Extracted text
————————

The notion that we curate our online selves in certain ways, hoping to control the perception of our audience, is nothing novel. Since the development of Web 2.0, when the Internet shifted from static HTML pages to an intricate and dynamic web of user generated content, humans have been crafting virtual personas. But what Tolentino’s essay drew out of me is my own burn-out, anxiety, and false-meaning-making in maintaining an online performance, and how carefully controlled performances on the stage of the Internet translate into our lived experiences, our material selves, and in-person interactions. 

It seems as though we’re aware of the fact that social media performance is not reality (hence the Instagram vs. reality meme format), yet our profiles are collections of carefully-selected content that we hope builds a personal brand that a real human being will see and associate with our in-person selves. The cognitive dissonance between our conscious performance and our understanding of our real identities is the space where, for me, my anxiety around the internet lies. 

Post anxiety, like gratification, and the ego boost of online attention has morphed with my perception of my identity in a way that is both confusing and troubling. Posting a photo on Instagram triggers the same anxiety and excitement as walking into a room at a party; in both instances I’m donning my costume for a social performance, but the difference is that one is real and one is not. Walking into a room and interacting with humans in real-life is a performance that I know has an end point. By the end of the night, I know I’ll be off-stage, sitting at my desk, wiping off my makeup, and getting into bed. But posting a photo that I want to keep on my feed is a permanent scene in my perpetual online performance, available to an unlimited audience (my profile is public). 

And its this unending pressure that leads me, and I think a lot of people, to value my online impressions more than the in-person performance of my real identity. I know this critique of millenials and Gen Z’ers is about as old as social media itself, but it’s increasingly problematic to me when I stress more over the photo I could post on a given night rather than the actual experience I’d have. I can’t count the amount of times I’ve based my outfit, or how long I’m going to spend on my hair and makeup, around whether or not I think the events of the night will lead to an Instagrammable moment. I wouldn’t want a photo of myself on my feed wearing a “fit” that didn’t match the persona I’d worked hard to create in the other photos on my feed. There is a certain expectation ingrained in me that I have a responsibility, or maybe even an obligation, to control how my audience will perceive me. Knowing I wouldn’t be documenting the night on social media took away some of the pressure of the in-person performance. It was reminiscent of  the certain high-school play rehearsals that are opened up to elderly community members who see the show before the “real” opening night. It didn’t seem to matter as much if I didn’t leave a lasting impression for strangers in a bar that would never see me again, but the weight of the world rested in the prospect of “flexing for the gram.”

————————

Raw data

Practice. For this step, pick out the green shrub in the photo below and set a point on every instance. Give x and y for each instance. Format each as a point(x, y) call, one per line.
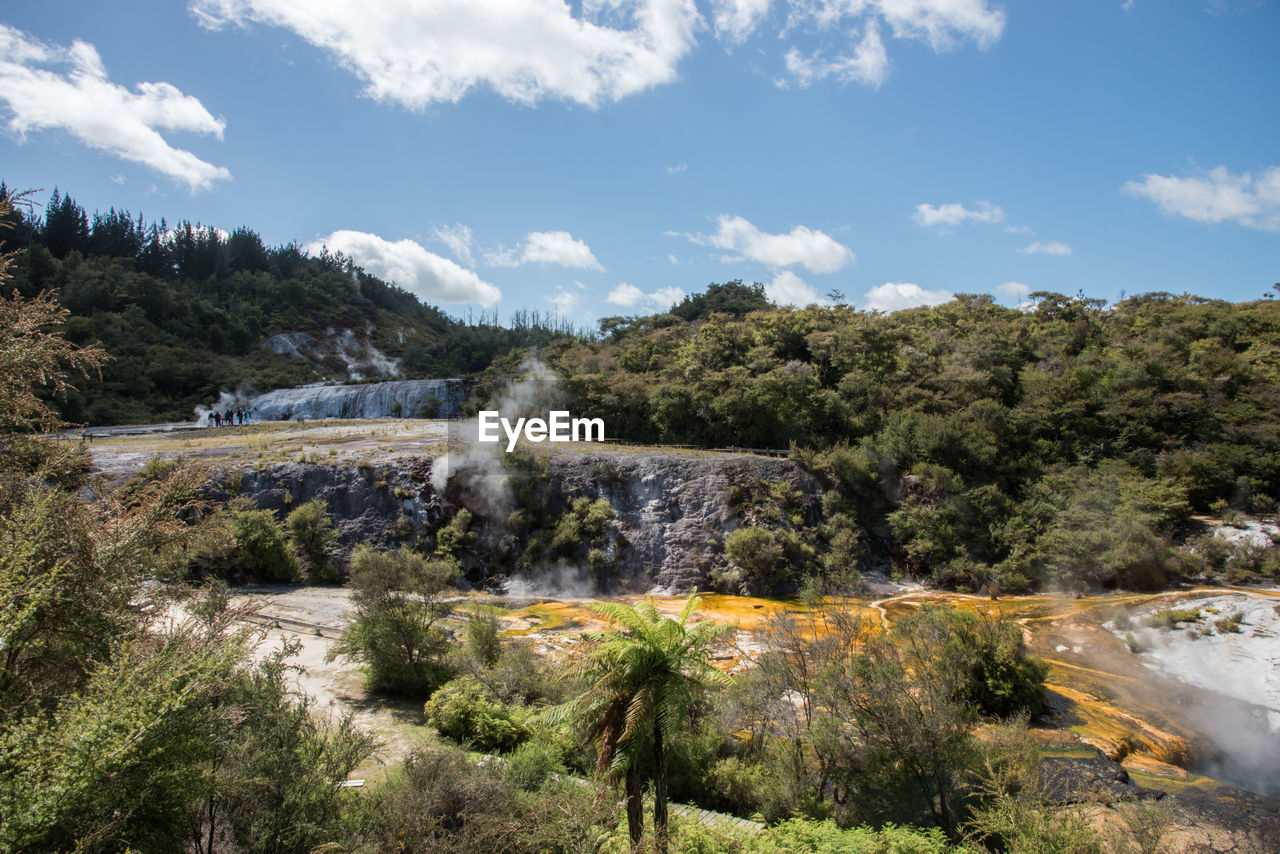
point(465, 711)
point(1170, 619)
point(483, 638)
point(759, 558)
point(261, 549)
point(400, 601)
point(807, 836)
point(311, 531)
point(1229, 625)
point(535, 761)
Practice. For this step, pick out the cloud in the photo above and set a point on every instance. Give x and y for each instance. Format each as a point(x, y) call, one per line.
point(460, 241)
point(407, 264)
point(630, 297)
point(1014, 291)
point(565, 301)
point(558, 247)
point(868, 64)
point(894, 296)
point(547, 247)
point(80, 99)
point(790, 290)
point(944, 24)
point(956, 214)
point(812, 249)
point(417, 54)
point(736, 19)
point(1046, 247)
point(1217, 196)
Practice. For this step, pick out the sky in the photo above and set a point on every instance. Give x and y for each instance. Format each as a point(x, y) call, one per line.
point(603, 158)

————————

Problem 1
According to the passage on online performance, why does posting a photo to keep on the feed weigh on the writer more than walking into a room at a party? Answer in one to three sentences.
Problem 2
Return the part of the passage on online performance from "It seems as" up to and including "the internet lies.", copied word for word.

Reply 1
Walking into a room is a performance with an end point, after which the writer is off-stage for the night. A photo kept on the feed is a permanent scene in an ongoing online performance, open to an unlimited audience because the profile is public.

Reply 2
It seems as though we’re aware of the fact that social media performance is not reality (hence the Instagram vs. reality meme format), yet our profiles are collections of carefully-selected content that we hope builds a personal brand that a real human being will see and associate with our in-person selves. The cognitive dissonance between our conscious performance and our understanding of our real identities is the space where, for me, my anxiety around the internet lies.